--- Directions for this task ---
Write the records out once more, exactly as they appear below.

--- Data provided ---
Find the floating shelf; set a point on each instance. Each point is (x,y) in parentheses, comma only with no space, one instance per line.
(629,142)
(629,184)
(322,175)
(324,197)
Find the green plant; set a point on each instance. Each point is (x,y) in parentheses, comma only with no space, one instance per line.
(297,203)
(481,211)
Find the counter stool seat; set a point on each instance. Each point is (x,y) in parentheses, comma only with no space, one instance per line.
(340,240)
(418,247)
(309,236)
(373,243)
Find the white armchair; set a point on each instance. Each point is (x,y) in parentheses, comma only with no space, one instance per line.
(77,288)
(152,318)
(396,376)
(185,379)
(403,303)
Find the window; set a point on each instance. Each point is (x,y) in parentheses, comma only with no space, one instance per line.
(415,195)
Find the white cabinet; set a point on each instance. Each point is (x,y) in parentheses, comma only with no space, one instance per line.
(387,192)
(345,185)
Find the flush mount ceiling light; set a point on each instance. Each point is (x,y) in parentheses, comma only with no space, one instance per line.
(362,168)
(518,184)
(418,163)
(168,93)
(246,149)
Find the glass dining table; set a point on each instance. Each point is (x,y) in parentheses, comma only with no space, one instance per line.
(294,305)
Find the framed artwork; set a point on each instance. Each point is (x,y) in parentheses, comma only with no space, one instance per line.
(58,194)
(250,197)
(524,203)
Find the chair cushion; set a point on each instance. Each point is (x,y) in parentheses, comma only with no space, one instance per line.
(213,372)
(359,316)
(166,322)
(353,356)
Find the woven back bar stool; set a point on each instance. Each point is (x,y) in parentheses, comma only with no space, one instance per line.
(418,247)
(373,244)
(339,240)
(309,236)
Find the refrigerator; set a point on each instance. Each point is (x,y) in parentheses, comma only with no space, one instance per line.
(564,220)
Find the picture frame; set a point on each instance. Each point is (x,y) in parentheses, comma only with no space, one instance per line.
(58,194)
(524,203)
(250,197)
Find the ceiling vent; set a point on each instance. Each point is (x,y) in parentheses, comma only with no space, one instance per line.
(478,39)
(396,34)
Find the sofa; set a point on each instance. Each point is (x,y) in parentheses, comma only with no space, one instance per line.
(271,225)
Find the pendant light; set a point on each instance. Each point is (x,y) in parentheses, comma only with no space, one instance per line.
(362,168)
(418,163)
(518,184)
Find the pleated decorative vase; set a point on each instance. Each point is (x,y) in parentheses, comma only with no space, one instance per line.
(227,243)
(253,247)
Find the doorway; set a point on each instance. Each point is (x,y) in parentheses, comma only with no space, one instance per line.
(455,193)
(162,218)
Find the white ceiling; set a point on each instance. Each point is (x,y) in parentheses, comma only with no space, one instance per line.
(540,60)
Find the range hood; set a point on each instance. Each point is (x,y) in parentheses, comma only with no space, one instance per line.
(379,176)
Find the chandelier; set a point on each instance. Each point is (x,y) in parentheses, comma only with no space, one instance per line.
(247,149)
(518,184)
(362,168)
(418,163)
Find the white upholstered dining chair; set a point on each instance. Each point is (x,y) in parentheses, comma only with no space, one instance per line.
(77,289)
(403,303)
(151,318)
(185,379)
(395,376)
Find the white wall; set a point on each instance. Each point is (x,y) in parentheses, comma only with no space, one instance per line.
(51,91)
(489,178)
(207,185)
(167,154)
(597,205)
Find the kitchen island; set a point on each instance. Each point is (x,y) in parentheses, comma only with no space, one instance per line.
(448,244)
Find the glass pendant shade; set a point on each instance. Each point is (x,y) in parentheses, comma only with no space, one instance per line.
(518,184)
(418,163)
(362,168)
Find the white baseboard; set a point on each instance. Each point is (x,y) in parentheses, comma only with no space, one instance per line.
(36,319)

--- Completed task ---
Find the floating shelf; set a point on each instance. Each point is (x,y) in parentheses, comma only with no space, one instance per line.
(629,142)
(629,184)
(322,175)
(324,197)
Find the green plant; set a point on each instance. Each point is (x,y) in parentheses, comma only with no space, one instance per line.
(297,203)
(481,211)
Find the counter stool seat; set a point on each instance. Each point is (x,y) in parentheses, comma only with no space, one instance per line.
(340,240)
(418,247)
(309,236)
(373,243)
Find the white armchair; set a point on each instance. Each point is (x,y) in parentheses, comma only with no space, one instance per line.
(77,288)
(152,318)
(396,376)
(185,379)
(403,303)
Find the window; set a point on each instance. Each point is (x,y) in parentheses, comma only with no space, one instance per line.
(415,195)
Find the white cabinet; set a point on each instance. Each point is (x,y) in parentheses, comma only with no space, one instance per line.
(387,192)
(345,185)
Find the flush mount ceiling light; set a point on each instance. Each point is (x,y) in parentheses, comma only with no space, one instance per line.
(362,168)
(518,184)
(418,163)
(168,93)
(246,149)
Find the glass dining table; set a point on each instance. Each point is (x,y) in parentheses, comma only with no space, one instance per line.
(294,305)
Find the framed artwork; set a point on each instance. Each point is (x,y) in parentheses, comma only with no space, one instance per line.
(58,194)
(250,197)
(524,203)
Find the chair cushion; set a point on each instance. Each point is (x,y) in parentheses, comma only with no space, one instance per line.
(213,372)
(359,316)
(166,322)
(353,356)
Find the woven back bar stool; set a point on each instance. Each point is (x,y) in parentheses, comma only with no space, one instance per line.
(418,247)
(373,244)
(339,240)
(309,236)
Find the refrigerator; set a point on each instance. Each point is (x,y) in parentheses, comma only with no space, one instance per line.
(564,220)
Find the picture frame; set a point on each instance. Each point is (x,y) in parentheses, comma only with no space, one instance per line.
(58,194)
(524,203)
(250,197)
Find the ceiling vent; set a point on each instance. Each point is (x,y) in parentheses, comma only with no space, one instance per line.
(478,39)
(396,34)
Find the sofa; set a point on each instance. Each point is (x,y) in parentheses, comma only with no space, one instance per line.
(271,225)
Find the pendant light; set a point on each instance. Each point is (x,y) in parentheses, comma only with no space, one instance per line.
(362,168)
(418,163)
(518,184)
Find the pleated decorative vase; set a point on each instance. Each point is (x,y) in parentheses, comma only with no space, one instance per line.
(227,243)
(253,247)
Find the doorway; set a point on each instance. Each point is (x,y) in parentheses, comma only with no space, one instance per line.
(455,193)
(162,218)
Find the white ceiling; set a point on each instance. Each point is (x,y) in parentheses, comma only with no space, one instance per line.
(540,60)
Find the range hood; set a point on each instance. Each point is (x,y) in parentheses, comma only with no space, one instance per line.
(379,176)
Find the chandelier; set a point on each instance. Each point is (x,y) in parentheses, comma only with no space, one instance per line.
(247,149)
(518,184)
(362,168)
(418,163)
Find the white upholstered dining chair; set a point on each instance. Each point is (x,y) in parentheses, comma only with no space, one instance per line.
(77,289)
(403,303)
(151,318)
(185,379)
(395,376)
Find the white wall; set a point on each instance. Each point is (x,y) in parentheses, comma only with no space, one instance per line.
(51,91)
(489,178)
(207,185)
(167,154)
(597,205)
Find the kitchen island; set a point on each instance. Each point is (x,y) in parentheses, comma only with no space, one instance per line.
(448,244)
Find the glass pendant shade; set a point on each instance. Each point is (x,y) in parentheses, comma only with no space, one instance per line.
(518,184)
(418,163)
(362,168)
Find the white baseboard; set a point on each instance. Each point is (x,y) in parentheses, comma only with no space, one instance per line.
(36,319)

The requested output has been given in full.